**What to produce:** In the entries from the line containing "Identify a point on every instance of the recessed" through the line containing "x=329 y=299", substitute "beige rug" for "beige carpet floor" and repeat those lines with nothing else changed.

**Raw records:**
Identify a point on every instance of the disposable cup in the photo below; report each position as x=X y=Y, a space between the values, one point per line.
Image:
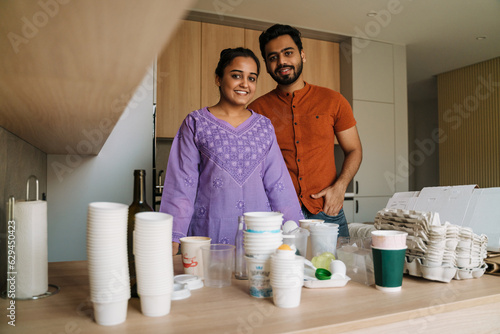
x=258 y=277
x=388 y=265
x=155 y=305
x=286 y=297
x=192 y=258
x=262 y=216
x=323 y=238
x=306 y=223
x=218 y=264
x=110 y=314
x=389 y=239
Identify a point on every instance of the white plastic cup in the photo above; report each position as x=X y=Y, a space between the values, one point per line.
x=306 y=223
x=263 y=221
x=324 y=238
x=258 y=277
x=287 y=297
x=192 y=258
x=110 y=314
x=155 y=305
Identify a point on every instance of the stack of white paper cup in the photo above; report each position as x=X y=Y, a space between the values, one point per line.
x=287 y=278
x=153 y=262
x=261 y=239
x=107 y=261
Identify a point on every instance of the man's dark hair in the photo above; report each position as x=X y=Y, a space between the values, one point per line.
x=276 y=31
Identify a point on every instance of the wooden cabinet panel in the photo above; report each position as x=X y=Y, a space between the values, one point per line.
x=322 y=66
x=265 y=83
x=215 y=38
x=178 y=79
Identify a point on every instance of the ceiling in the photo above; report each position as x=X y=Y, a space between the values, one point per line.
x=439 y=36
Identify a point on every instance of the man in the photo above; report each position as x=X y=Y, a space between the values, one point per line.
x=306 y=119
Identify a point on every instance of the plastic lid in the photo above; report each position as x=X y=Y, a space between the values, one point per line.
x=193 y=282
x=181 y=291
x=323 y=274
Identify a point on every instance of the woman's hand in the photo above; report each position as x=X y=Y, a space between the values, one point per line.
x=175 y=248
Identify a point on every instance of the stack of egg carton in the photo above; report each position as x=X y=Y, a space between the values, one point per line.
x=435 y=251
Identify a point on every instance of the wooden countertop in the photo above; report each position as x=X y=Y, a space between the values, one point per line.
x=422 y=306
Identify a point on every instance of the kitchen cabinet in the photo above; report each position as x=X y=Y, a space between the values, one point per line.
x=376 y=131
x=68 y=71
x=373 y=73
x=322 y=63
x=178 y=87
x=365 y=208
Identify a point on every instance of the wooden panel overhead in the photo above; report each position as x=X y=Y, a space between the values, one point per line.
x=69 y=68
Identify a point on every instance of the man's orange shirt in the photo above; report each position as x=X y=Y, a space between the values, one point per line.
x=305 y=122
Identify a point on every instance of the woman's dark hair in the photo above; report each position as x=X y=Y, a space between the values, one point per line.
x=227 y=56
x=278 y=30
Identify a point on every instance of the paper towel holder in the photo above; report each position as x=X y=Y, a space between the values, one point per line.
x=11 y=205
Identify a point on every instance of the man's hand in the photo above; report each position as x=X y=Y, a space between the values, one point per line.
x=334 y=199
x=334 y=194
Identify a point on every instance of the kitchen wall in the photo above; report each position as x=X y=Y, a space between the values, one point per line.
x=18 y=160
x=74 y=181
x=423 y=155
x=469 y=118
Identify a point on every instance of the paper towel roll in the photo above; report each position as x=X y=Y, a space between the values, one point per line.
x=31 y=248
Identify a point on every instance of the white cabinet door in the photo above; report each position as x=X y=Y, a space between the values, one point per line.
x=376 y=130
x=366 y=208
x=372 y=71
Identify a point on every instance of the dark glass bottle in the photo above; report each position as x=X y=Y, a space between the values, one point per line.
x=139 y=204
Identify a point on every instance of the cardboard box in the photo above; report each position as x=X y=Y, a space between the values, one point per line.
x=467 y=206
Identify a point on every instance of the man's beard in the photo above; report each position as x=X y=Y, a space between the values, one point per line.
x=290 y=78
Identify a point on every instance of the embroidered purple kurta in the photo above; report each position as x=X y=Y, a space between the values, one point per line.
x=217 y=172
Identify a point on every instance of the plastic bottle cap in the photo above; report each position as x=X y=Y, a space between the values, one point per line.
x=193 y=282
x=181 y=291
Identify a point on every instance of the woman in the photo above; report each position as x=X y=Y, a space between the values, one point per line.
x=225 y=161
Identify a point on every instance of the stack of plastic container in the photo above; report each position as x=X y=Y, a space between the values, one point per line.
x=287 y=278
x=261 y=239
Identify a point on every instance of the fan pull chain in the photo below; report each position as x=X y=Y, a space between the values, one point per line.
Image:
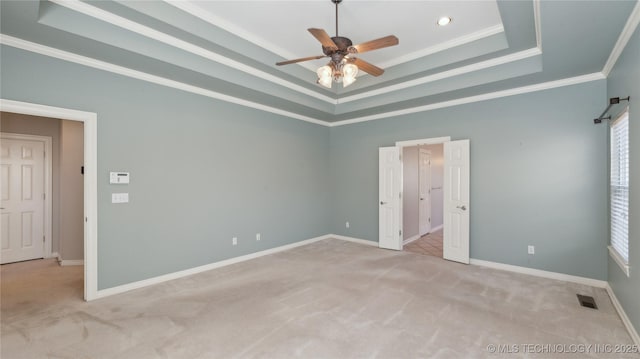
x=337 y=19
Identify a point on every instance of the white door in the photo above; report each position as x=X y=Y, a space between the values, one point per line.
x=22 y=191
x=456 y=201
x=390 y=177
x=424 y=203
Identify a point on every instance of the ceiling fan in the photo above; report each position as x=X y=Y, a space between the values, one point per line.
x=343 y=66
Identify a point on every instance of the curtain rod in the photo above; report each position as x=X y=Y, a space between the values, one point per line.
x=612 y=101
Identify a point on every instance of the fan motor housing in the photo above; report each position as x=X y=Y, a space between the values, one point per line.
x=342 y=43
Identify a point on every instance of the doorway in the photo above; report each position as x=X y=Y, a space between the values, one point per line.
x=89 y=179
x=456 y=183
x=422 y=199
x=26 y=196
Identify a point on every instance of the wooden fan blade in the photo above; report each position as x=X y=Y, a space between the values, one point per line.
x=300 y=60
x=368 y=68
x=377 y=44
x=324 y=38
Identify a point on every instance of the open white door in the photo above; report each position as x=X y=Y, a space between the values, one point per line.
x=456 y=201
x=390 y=177
x=23 y=198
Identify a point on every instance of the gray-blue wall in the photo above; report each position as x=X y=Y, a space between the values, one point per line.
x=202 y=171
x=538 y=176
x=623 y=81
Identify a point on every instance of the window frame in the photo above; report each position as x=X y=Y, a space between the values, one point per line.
x=613 y=251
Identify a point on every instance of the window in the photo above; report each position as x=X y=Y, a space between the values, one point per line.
x=619 y=195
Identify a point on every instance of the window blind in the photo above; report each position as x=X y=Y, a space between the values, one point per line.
x=620 y=186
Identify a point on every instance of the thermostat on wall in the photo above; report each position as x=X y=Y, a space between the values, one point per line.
x=119 y=177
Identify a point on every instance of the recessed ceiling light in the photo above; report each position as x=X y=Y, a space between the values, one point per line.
x=444 y=21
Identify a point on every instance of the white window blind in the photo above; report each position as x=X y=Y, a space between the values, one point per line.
x=620 y=186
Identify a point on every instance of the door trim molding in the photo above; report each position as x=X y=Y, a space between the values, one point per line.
x=90 y=179
x=48 y=184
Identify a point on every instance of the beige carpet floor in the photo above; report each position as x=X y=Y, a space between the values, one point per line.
x=329 y=299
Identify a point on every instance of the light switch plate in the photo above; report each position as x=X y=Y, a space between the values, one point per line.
x=119 y=198
x=119 y=177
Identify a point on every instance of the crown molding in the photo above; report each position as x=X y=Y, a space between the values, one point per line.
x=486 y=32
x=217 y=21
x=446 y=74
x=488 y=96
x=119 y=21
x=120 y=70
x=537 y=22
x=623 y=39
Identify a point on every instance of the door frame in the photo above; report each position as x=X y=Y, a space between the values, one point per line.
x=428 y=195
x=90 y=179
x=411 y=143
x=48 y=186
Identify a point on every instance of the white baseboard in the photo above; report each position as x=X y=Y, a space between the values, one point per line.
x=410 y=239
x=540 y=273
x=71 y=262
x=355 y=240
x=625 y=319
x=187 y=272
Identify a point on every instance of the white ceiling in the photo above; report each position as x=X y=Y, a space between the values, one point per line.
x=227 y=50
x=281 y=26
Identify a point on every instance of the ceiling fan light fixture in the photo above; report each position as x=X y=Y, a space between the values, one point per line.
x=325 y=74
x=349 y=73
x=444 y=21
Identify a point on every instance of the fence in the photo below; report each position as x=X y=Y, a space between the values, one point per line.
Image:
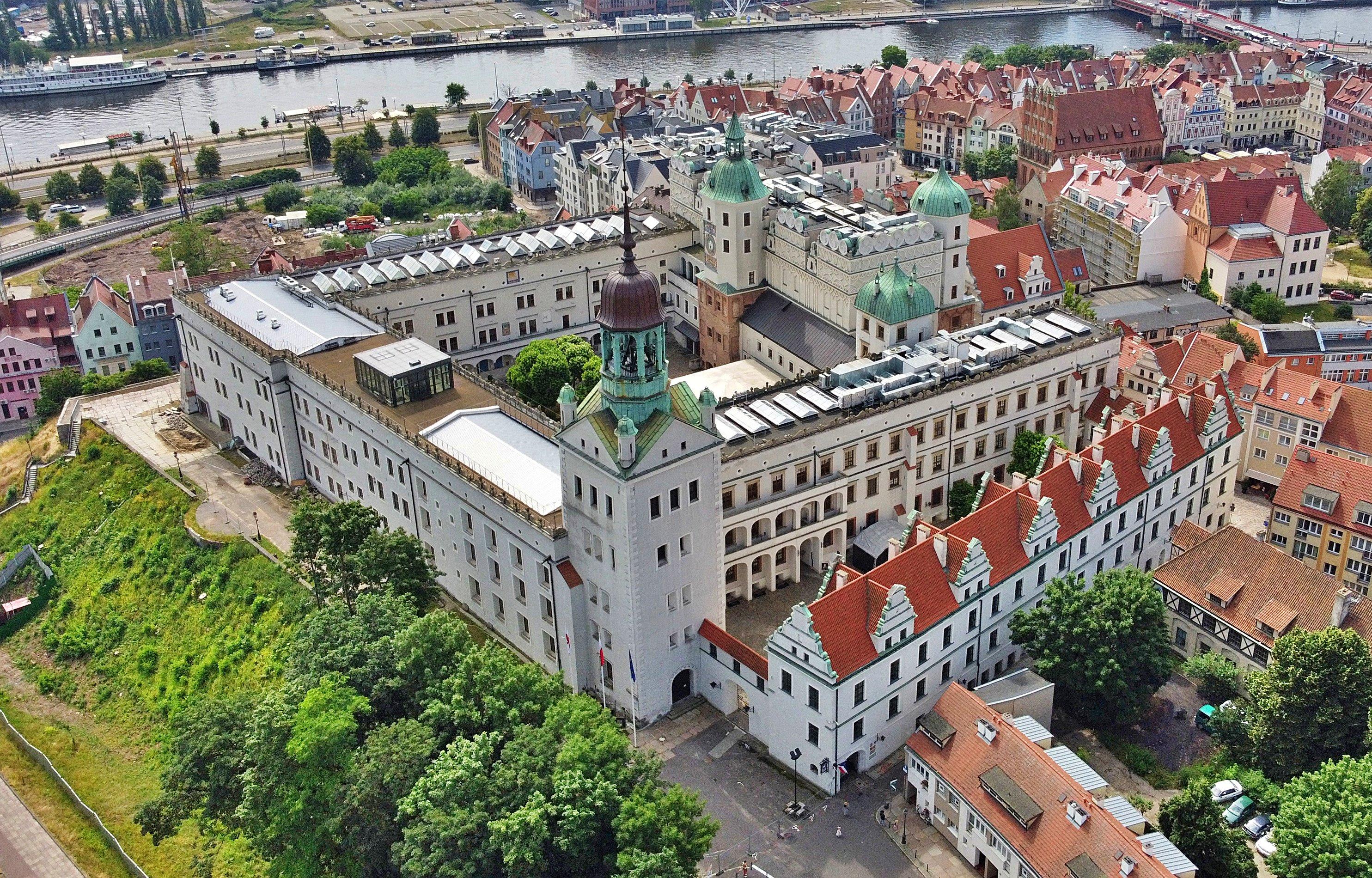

**Solved exercise:**
Identify a point on every instance of the recessed ceiling light in the photo above; report each position as x=X y=Y, a space between the values, one point per line.
x=444 y=21
Identify a point on every instance of the white window blind in the photo above; report each position as x=X y=Y, a space between the values, one point per line.
x=620 y=186
Identify a point on every instance of the door trim molding in the photo above; report each position as x=X y=Y, a space between the values, one point per line.
x=90 y=179
x=48 y=184
Identify a point on every instance of the beige rug in the photo above; report each position as x=X y=Y, a space between the values, one point per line.
x=329 y=299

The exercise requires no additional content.